• **Challenge**: Reproduce the listing below in full, with each occurrence of "bounding box" replaced by "rectangle" and nothing else changed.

• **Input records**:

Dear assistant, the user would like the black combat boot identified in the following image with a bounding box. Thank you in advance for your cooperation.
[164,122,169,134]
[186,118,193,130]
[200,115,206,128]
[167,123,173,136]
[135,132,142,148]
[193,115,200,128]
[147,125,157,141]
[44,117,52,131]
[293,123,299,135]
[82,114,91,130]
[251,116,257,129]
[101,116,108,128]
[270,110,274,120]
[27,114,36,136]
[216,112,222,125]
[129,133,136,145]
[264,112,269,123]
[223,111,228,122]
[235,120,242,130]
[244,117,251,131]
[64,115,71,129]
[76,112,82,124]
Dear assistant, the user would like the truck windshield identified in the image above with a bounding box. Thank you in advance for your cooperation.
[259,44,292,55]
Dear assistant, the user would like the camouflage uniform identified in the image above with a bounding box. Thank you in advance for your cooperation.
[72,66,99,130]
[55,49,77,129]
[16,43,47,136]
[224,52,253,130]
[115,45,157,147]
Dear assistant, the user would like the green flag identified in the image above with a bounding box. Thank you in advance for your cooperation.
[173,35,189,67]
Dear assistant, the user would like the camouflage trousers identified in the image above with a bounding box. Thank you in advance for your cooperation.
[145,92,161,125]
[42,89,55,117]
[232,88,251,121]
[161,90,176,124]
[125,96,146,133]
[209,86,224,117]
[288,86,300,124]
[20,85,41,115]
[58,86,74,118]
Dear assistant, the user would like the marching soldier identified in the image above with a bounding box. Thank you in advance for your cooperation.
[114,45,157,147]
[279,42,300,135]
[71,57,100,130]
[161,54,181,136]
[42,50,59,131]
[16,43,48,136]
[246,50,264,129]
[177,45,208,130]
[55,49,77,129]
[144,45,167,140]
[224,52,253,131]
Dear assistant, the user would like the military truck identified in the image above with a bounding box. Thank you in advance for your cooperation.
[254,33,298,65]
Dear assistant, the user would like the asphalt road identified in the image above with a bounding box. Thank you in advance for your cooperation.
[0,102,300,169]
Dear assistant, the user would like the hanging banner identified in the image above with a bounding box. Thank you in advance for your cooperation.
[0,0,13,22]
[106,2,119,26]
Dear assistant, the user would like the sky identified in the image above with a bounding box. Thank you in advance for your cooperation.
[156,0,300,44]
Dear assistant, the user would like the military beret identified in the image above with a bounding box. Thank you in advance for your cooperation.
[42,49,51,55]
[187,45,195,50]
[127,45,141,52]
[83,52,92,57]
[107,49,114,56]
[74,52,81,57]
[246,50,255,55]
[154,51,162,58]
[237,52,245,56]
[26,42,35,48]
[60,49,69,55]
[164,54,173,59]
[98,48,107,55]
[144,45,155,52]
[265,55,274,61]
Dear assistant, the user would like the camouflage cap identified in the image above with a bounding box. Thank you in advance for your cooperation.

• **Task output**:
Dear assistant, the user would like the black combat boot identified in the following image with a rectangle. Thank you in advance for your cooperation.
[164,122,169,134]
[186,118,193,130]
[200,115,206,128]
[167,123,173,136]
[135,132,142,148]
[193,115,200,128]
[147,125,157,141]
[44,117,52,131]
[293,123,299,135]
[82,114,91,130]
[251,116,257,129]
[101,116,108,128]
[270,110,274,120]
[27,114,36,136]
[216,112,222,125]
[129,133,136,145]
[264,112,269,123]
[223,111,228,122]
[235,120,242,130]
[244,117,251,131]
[64,115,71,129]
[76,112,82,124]
Dear assistant, the user would like the truck windshield identified in the image above with a rectangle. Thank you in advance for your cooperation.
[259,44,292,55]
Dear assistant, the user would like the camouflage uniform identified in the image above with a rectangle. Thank you in advance for your cooperation.
[72,66,99,130]
[55,49,77,129]
[16,43,47,136]
[224,52,253,130]
[115,45,157,147]
Dear assistant, the user would like the green flag identified in the image above with a rectangle. Thank you in advance for your cooperation.
[173,35,189,67]
Dear assistant, the user would like the camouflage trousers identified in the image above with a rectangle. Thank you in advance for your cooperation.
[145,92,161,125]
[42,89,55,117]
[232,88,251,121]
[161,90,176,124]
[125,96,146,133]
[209,86,224,117]
[288,86,300,124]
[20,85,41,115]
[58,86,74,118]
Dear assistant, the user would like the marching soldier identified in the image above with a rectangle. Thank you in advance for your cooperation.
[114,45,157,147]
[279,42,300,135]
[71,57,100,130]
[161,54,181,136]
[42,50,59,131]
[16,43,48,136]
[246,50,264,129]
[177,45,208,130]
[55,49,77,129]
[144,45,167,140]
[224,52,253,131]
Dear assistant, the user would like the military truck identified in the image above with a rectangle. Thank you in advance for your cooperation.
[254,33,298,65]
Dear assistant, the user would like the asphalt road identified in the image above with a rectangle. Thank you in advance for your cooperation.
[0,102,300,169]
Dear assistant, the user would like the hanging banner identified in the image above with a rectangle. Thank you in advance for your cooperation.
[0,0,13,22]
[106,2,119,26]
Dear assistant, the user would like the sky identified in the image above with a rectangle. Thank you in advance for your cooperation.
[156,0,300,44]
Dear assistant, the user would like the military beret identified in the image above with a rectangle. Thank you in advance for your cooperation.
[42,49,51,55]
[187,45,195,50]
[127,45,141,52]
[83,52,92,57]
[107,49,114,56]
[74,52,81,57]
[246,50,255,55]
[154,51,162,58]
[237,52,245,56]
[26,42,35,48]
[60,49,69,55]
[164,54,173,59]
[98,48,107,55]
[144,45,155,52]
[265,55,274,61]
Dear assistant, the user would like the camouflage cap identified in the image above with a rectangle. Thank you in advance for your cooperation.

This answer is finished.